— START Page —
CPU throttling is triggered by the onset of growing number of threads in the sidecar when traffic increases.

Meanwhile, there're 70-100 threads (for 1 or 2 model instances)) inside the main (w/ Triton) container as soon as the service is up, much higher than the typical number of threads without using Triton.

Allocating more CPU resource to the sidecar doesn't seen to be effective, which has suggested potential resource competition between the main (Triton) container and the sidecar, given the significantly high number of threads spun up by Triton.

My questions are:

  1. What causes Triton w/ ONNX backend to spin up so many threads? Is it due to the ONNX backend intra_op_thread_count ref that by default picks up all available CPU cores? Are all the threads active?
  2. Since my ONNX model runs on GPU, will using less intra_op_thread_count hurt performance?

Sidecar CPU Throttling (recurred over several deployments)
Screenshot 2024-03-01 at 12 33 14 PM

Container Threads (Upper: Main container w/ Triton, Lower: Sidecar)
Screenshot 2024-03-01 at 12 36 06 AM

Triton Information
23.12

Are you using the Triton container or did you build it yourself?
Through KServe 0.11.2

To Reproduce
Deployed the YOLOv8 model using KServe. The ONNX part of the model is executed by Triton as a runtime hosted in a separate pod. Inter-pod communication is handled by gRPC for sending preprocessed images to the pod containing Triton for prediction.
— END Page —
— START Excerpted data —
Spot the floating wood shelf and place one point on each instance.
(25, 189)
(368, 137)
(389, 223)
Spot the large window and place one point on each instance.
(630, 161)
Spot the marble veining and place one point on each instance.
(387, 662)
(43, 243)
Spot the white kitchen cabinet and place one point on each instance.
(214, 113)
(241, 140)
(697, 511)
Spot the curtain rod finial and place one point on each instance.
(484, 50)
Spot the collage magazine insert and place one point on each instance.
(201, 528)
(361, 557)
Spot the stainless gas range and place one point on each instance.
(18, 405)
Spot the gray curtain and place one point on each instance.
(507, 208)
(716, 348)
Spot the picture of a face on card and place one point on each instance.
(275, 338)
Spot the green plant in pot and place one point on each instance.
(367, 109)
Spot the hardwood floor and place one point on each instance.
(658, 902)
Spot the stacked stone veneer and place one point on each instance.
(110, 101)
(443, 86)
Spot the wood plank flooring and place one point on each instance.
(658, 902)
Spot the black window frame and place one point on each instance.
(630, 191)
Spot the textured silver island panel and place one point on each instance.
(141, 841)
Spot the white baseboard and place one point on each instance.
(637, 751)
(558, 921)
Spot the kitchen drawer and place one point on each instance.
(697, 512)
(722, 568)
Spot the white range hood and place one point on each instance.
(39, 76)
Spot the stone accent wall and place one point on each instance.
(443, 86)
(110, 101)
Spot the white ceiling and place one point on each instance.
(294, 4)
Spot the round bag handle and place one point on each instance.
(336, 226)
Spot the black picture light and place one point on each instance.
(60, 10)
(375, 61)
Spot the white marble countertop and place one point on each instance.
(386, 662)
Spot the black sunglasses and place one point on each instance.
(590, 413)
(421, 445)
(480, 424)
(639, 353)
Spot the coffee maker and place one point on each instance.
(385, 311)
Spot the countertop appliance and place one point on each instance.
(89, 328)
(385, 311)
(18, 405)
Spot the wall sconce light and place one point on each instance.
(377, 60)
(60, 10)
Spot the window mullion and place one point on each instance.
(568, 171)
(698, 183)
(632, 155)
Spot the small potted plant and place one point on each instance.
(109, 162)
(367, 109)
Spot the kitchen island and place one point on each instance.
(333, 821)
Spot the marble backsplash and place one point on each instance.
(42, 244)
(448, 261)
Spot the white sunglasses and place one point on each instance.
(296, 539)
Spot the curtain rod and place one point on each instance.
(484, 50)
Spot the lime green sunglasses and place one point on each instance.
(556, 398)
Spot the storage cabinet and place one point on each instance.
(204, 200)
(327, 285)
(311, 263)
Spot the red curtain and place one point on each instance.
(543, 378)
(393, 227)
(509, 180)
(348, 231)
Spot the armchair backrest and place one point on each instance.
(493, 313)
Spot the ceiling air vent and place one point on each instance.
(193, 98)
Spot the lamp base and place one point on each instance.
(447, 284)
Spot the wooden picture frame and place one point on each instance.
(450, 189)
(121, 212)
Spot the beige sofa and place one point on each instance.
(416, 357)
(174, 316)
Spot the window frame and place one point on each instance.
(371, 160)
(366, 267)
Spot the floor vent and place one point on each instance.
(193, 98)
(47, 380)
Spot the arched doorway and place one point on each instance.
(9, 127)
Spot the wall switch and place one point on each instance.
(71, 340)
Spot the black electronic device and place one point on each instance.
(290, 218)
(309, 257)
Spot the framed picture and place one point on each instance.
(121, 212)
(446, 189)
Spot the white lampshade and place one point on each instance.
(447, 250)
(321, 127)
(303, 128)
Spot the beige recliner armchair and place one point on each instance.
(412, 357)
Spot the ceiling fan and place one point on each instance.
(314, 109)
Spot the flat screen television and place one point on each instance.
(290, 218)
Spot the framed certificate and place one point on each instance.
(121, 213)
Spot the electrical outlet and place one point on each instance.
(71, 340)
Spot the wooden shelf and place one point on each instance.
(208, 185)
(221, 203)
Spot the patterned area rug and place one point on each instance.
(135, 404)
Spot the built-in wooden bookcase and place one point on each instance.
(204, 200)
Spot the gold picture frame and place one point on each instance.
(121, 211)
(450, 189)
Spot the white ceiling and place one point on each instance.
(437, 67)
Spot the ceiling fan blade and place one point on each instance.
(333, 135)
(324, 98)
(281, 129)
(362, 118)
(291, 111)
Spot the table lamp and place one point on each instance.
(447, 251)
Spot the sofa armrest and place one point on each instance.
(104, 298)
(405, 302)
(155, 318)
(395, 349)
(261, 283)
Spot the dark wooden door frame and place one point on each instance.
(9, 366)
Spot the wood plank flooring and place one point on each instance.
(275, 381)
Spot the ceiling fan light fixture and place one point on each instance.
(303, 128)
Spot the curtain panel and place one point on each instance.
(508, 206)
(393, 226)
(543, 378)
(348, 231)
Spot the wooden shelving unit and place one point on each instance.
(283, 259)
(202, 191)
— END Excerpted data —
Problem —
Write out, word for word, the stretch of the Triton issue report that opens with the words containing "Container Threads (Upper: Main" and closes with "build it yourself?". The records have no connection to the Triton issue report.

Worked answer —
Container Threads (Upper: Main container w/ Triton, Lower: Sidecar)
Screenshot 2024-03-01 at 12 36 06 AM

Triton Information
23.12

Are you using the Triton container or did you build it yourself?